* AIM *
Make an exact copy of the entries, and keep any pictures out of it.

* RECORD EXCERPTS *
[start]

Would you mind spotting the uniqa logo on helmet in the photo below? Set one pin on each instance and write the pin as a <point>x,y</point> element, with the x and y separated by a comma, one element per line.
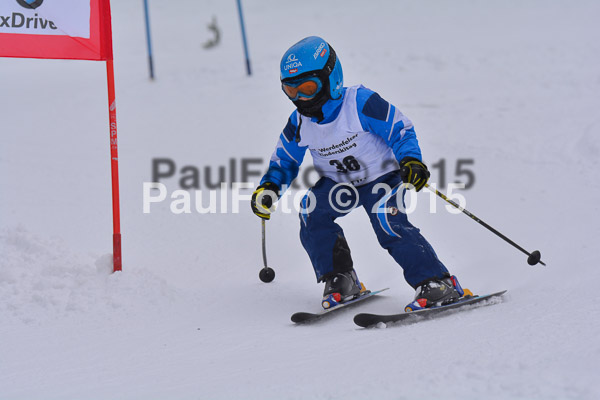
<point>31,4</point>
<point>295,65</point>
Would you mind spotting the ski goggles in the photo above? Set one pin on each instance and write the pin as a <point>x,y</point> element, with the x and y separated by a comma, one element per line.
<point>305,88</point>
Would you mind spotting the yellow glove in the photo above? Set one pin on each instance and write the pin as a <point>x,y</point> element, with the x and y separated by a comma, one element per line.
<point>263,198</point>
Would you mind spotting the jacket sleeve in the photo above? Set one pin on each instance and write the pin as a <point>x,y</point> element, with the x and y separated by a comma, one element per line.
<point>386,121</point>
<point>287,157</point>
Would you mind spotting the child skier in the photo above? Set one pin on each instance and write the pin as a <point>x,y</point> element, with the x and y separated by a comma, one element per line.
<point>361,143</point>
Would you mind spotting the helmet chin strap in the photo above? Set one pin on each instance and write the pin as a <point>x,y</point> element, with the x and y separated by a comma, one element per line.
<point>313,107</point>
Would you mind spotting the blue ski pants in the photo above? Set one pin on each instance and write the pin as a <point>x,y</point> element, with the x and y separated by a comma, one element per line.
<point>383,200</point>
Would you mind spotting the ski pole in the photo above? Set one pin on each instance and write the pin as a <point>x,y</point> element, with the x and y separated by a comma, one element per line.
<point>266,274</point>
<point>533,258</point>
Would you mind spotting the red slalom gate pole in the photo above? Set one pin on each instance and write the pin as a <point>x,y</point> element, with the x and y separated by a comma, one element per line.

[end]

* ANSWER TO THE TASK *
Would you mind spotting the uniqa logo on helmet in the photo below? Set one pin on each instance and write the pin as a <point>x,y</point> element, with the x and y separated by a comma, one element per line.
<point>31,4</point>
<point>295,65</point>
Would you mind spotting the ski goggles in the photo above? Set one pin on each instance and write the pin as a <point>x,y</point> element, with the x and y separated by a comma, one element per line.
<point>305,88</point>
Would you mind spotting the yellow glove in the photo above? Set one pin on each instance and write the pin as a <point>x,y</point> element, with the x and y separated by a comma, one element per line.
<point>263,198</point>
Would you mind spotting the jacket sleeve in the photo above? Set one pin on each instance and write the pin as a <point>x,y</point> element, with the x and y separated by a comma, one element per line.
<point>386,121</point>
<point>287,157</point>
Would you mind spotting the child skier in the photo above? Set one pin on each instance and write the pin as a <point>x,y</point> element, with the x and y separated by a comma, one element per line.
<point>361,143</point>
Would you mind spotting the helmet chin strap in the photo above? Set one pin on each instance and write the pin as a <point>x,y</point> element, with the x and y separated by a comma, one element per line.
<point>313,107</point>
Would you mind spotting the blue ski pants in the photo above? Set one pin on each instance and write the pin as a <point>x,y</point> element, with the x and y separated by a comma, one element per line.
<point>383,200</point>
Would you mind spotting the ski pole in the photo above? Set one pin on each instance and write the pin as a <point>x,y</point> element, with the x and y separated by a comma, one element per line.
<point>266,274</point>
<point>533,258</point>
Would you mind spotting the red slalom gate pole in the photo above? Set one pin on each instance and write the pin as a <point>x,y</point> element, with the x and y separated by a comma, one element per line.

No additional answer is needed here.